Records drawn from a dataset:
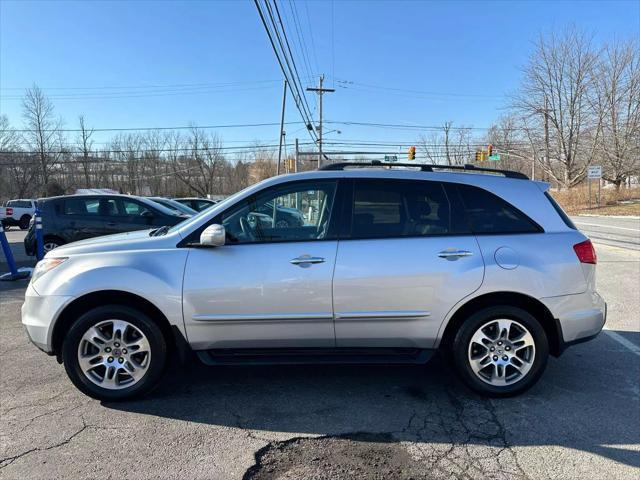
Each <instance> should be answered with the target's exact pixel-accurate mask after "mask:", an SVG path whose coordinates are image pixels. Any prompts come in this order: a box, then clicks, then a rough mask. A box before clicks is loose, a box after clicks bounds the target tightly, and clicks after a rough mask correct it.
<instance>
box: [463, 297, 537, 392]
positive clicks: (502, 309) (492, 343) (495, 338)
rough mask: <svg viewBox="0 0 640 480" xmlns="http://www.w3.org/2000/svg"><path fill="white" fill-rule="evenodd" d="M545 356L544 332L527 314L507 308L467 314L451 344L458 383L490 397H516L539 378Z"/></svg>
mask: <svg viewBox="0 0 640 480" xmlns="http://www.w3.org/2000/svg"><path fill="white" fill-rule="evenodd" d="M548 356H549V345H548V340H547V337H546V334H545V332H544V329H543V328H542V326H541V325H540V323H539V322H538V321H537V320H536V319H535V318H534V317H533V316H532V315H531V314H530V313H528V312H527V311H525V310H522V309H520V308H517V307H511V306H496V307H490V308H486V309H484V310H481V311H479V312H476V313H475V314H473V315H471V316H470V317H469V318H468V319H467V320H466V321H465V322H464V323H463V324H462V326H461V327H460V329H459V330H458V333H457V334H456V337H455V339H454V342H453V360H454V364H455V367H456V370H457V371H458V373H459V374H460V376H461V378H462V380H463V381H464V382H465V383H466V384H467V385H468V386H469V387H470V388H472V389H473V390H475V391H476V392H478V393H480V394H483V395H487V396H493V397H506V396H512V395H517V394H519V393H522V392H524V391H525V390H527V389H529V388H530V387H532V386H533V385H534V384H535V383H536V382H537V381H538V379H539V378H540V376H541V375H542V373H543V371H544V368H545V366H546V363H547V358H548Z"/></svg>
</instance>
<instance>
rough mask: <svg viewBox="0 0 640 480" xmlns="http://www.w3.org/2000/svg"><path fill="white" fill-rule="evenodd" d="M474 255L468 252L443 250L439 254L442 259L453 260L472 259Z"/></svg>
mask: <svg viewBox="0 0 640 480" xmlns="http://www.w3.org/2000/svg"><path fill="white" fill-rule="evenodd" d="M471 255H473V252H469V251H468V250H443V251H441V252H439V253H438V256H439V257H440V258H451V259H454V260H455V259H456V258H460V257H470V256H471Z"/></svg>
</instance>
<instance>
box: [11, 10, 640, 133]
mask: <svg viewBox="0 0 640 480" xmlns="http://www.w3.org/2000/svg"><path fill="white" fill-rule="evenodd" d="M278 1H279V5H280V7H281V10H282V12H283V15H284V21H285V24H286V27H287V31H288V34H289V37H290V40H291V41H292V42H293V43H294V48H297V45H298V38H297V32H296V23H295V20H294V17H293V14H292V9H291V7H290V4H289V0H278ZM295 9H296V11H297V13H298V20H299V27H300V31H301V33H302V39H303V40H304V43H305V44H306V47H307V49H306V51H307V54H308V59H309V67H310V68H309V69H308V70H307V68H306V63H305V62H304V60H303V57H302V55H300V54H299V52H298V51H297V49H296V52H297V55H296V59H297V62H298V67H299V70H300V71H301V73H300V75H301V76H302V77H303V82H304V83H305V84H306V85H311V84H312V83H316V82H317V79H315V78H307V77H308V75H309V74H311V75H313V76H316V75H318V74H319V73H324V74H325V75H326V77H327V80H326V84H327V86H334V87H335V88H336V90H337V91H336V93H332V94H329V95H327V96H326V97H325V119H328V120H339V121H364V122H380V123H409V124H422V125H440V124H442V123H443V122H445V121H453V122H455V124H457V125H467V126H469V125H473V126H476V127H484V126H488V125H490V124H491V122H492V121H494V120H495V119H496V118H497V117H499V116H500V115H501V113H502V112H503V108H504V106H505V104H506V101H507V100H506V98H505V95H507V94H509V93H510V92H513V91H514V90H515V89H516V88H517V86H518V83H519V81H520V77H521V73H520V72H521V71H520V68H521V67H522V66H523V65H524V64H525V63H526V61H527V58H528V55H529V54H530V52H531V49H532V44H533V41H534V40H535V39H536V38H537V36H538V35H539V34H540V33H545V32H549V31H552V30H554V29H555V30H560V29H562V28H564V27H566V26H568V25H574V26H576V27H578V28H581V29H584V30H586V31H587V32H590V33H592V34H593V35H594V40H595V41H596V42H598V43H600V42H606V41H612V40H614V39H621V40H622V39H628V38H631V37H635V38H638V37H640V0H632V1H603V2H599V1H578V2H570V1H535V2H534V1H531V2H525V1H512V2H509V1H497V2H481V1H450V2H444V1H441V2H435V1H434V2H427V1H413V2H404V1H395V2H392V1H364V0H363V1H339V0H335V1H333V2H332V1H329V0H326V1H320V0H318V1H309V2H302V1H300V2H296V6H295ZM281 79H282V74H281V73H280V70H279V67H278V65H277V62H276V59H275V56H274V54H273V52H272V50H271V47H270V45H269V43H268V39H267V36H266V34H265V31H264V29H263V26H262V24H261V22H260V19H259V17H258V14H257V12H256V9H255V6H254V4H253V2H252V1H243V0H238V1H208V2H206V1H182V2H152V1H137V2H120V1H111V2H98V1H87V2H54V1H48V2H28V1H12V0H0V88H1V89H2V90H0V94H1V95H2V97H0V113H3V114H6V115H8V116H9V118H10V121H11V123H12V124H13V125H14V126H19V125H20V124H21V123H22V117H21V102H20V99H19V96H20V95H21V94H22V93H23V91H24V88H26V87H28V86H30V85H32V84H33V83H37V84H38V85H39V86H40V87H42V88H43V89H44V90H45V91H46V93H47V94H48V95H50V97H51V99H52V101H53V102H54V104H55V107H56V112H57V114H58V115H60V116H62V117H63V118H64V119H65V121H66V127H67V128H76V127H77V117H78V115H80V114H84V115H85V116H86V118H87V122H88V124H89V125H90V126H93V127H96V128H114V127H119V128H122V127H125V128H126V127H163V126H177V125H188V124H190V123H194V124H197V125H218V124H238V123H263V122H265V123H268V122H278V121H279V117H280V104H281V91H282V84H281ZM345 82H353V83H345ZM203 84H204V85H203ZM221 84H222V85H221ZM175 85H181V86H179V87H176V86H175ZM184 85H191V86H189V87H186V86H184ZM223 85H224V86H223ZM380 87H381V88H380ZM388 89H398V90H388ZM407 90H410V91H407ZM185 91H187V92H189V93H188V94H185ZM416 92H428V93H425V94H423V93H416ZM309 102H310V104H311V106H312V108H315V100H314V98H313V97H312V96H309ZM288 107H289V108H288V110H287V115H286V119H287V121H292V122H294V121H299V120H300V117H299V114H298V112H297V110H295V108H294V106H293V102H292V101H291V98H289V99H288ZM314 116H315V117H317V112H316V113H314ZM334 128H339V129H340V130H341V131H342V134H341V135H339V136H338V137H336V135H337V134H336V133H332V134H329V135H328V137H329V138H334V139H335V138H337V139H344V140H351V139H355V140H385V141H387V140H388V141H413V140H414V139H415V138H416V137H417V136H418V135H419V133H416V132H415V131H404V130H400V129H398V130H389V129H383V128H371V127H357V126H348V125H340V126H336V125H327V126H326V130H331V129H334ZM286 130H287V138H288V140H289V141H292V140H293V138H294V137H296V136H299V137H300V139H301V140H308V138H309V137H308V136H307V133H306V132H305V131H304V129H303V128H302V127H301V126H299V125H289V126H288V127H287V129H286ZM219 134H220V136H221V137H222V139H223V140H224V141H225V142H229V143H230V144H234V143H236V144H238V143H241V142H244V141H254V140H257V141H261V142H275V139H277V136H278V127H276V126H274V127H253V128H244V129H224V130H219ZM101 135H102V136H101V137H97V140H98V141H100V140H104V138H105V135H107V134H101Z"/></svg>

■ Work task:
Filter the records above for lines with "clicks".

■ Final answer:
Each <instance> should be answered with the target's exact pixel-accurate mask after "mask:", an SVG path whose coordinates are image pixels. Any prompts come in this order: a box, then clicks, then a rough mask. A box before clicks is loose, a box after clicks bounds the target tightly, and clicks after a rough mask correct it.
positive clicks: (502, 309) (492, 343) (495, 338)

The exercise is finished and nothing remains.